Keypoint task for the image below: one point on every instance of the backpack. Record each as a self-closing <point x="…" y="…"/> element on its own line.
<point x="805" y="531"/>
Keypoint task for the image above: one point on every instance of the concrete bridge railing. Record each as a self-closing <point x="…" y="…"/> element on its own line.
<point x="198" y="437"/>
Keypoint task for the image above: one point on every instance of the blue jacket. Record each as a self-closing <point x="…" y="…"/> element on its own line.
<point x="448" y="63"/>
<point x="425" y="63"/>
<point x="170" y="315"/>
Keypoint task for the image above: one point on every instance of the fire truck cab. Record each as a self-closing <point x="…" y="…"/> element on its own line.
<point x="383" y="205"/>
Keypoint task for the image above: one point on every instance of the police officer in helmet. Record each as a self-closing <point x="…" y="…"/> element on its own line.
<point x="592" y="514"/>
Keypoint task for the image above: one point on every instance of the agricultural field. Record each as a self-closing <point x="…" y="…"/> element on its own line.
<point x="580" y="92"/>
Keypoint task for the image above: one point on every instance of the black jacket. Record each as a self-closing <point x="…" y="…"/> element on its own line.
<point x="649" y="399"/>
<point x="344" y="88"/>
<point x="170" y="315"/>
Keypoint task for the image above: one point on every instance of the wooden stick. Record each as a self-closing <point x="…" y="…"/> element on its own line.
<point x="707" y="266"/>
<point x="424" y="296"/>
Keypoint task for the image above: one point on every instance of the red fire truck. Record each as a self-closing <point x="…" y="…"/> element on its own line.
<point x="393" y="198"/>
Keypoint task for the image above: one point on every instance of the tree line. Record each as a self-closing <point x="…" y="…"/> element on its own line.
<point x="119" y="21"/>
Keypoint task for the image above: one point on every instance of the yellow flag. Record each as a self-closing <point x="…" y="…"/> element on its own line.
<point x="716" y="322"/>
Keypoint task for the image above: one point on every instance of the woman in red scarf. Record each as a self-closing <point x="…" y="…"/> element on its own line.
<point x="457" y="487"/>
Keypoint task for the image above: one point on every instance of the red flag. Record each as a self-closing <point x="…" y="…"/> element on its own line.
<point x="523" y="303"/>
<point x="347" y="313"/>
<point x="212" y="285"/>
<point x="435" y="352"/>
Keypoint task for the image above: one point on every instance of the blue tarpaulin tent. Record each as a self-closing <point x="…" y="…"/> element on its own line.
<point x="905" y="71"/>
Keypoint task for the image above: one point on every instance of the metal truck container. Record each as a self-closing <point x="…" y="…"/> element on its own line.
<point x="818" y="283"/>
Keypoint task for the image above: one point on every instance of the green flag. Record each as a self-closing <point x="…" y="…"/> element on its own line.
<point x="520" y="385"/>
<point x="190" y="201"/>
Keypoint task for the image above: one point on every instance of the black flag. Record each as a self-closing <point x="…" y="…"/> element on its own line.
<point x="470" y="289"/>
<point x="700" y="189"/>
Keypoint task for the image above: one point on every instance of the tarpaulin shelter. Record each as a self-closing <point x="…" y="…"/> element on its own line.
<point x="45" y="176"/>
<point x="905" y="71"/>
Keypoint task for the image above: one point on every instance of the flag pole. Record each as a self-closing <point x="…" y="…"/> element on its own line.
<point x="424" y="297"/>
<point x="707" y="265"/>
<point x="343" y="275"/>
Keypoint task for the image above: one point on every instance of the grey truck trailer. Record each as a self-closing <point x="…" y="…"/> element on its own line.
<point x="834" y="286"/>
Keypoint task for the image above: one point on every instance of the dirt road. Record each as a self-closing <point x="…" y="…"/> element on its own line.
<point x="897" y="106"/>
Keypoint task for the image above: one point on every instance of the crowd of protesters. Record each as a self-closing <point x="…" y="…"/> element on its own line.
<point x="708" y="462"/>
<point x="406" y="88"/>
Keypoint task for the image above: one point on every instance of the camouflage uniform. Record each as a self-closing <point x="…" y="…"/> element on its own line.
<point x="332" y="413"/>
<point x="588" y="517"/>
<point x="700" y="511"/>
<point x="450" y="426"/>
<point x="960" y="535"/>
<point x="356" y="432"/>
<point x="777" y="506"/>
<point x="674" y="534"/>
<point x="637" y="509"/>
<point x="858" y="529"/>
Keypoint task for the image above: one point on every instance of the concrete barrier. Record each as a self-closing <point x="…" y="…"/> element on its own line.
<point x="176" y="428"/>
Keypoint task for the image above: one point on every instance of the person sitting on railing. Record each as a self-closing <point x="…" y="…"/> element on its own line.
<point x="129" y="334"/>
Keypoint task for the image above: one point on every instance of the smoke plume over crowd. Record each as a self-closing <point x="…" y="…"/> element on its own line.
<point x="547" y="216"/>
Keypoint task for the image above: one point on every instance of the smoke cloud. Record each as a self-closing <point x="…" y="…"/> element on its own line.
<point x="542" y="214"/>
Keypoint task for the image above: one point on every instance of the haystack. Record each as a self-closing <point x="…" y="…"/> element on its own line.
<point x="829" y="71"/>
****************
* **EXERCISE GOAL**
Output only the lines from the one holding "the concrete barrier." through the last line above, exactly as they appear.

* **TASK OUTPUT**
Keypoint task for the image above: one point on every instance of the concrete barrier. Record each as a self-closing <point x="…" y="…"/> element on its own line.
<point x="176" y="428"/>
Keypoint task for the image above: one point on every instance of the person sitting on railing. Record each as a self-closing <point x="…" y="…"/> element on its own line.
<point x="129" y="334"/>
Keypoint task for the image above: one point on every instance of the smoke plume over crowd. Record each as a self-closing <point x="…" y="…"/> element on its own line.
<point x="547" y="216"/>
Keypoint task for the image above: one point on every instance of the smoke cloud. Record each as a self-closing <point x="…" y="…"/> element on its own line.
<point x="542" y="214"/>
Keypoint task for the image above: one point on every instance of the haystack. Record each as a self-closing <point x="…" y="…"/> element on its own line.
<point x="829" y="71"/>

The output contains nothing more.